**REQUIREMENT:** Copy out the records precisely, omitting pictures.

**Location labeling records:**
● ● ●

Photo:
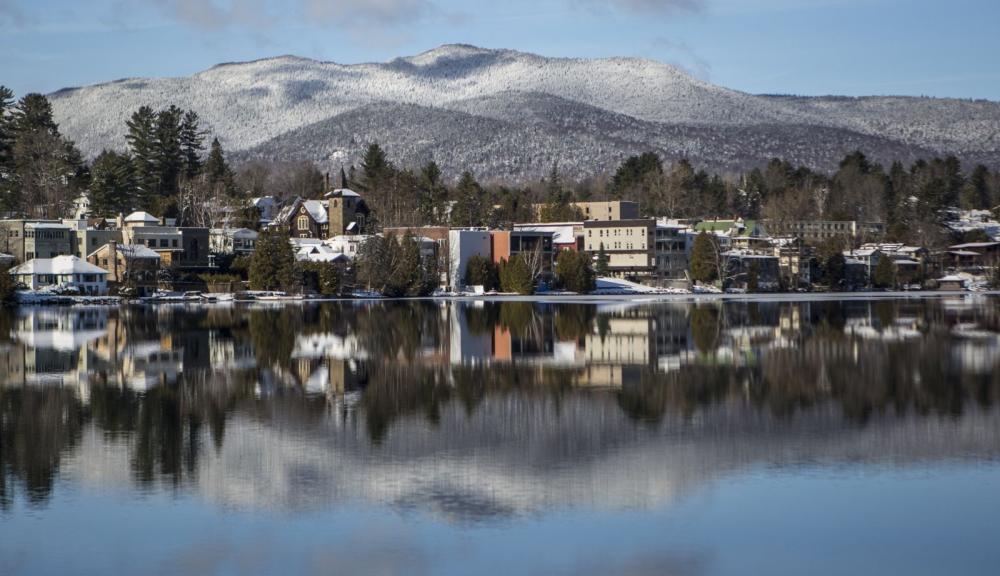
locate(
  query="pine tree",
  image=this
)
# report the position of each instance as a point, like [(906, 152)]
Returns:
[(481, 271), (168, 154), (112, 184), (469, 208), (515, 276), (141, 140), (602, 267), (574, 272), (884, 275), (48, 169), (9, 189), (704, 259), (272, 264), (216, 170), (192, 141)]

● ● ●

**THE ANSWER:**
Photo:
locate(
  query="pine tree",
  image=this
)
# report the position of each instance as a point, like [(906, 152)]
Returns:
[(481, 271), (168, 154), (112, 184), (469, 208), (515, 276), (141, 140), (602, 267), (574, 272), (884, 275), (48, 169), (9, 189), (704, 259), (272, 264), (216, 170), (192, 141)]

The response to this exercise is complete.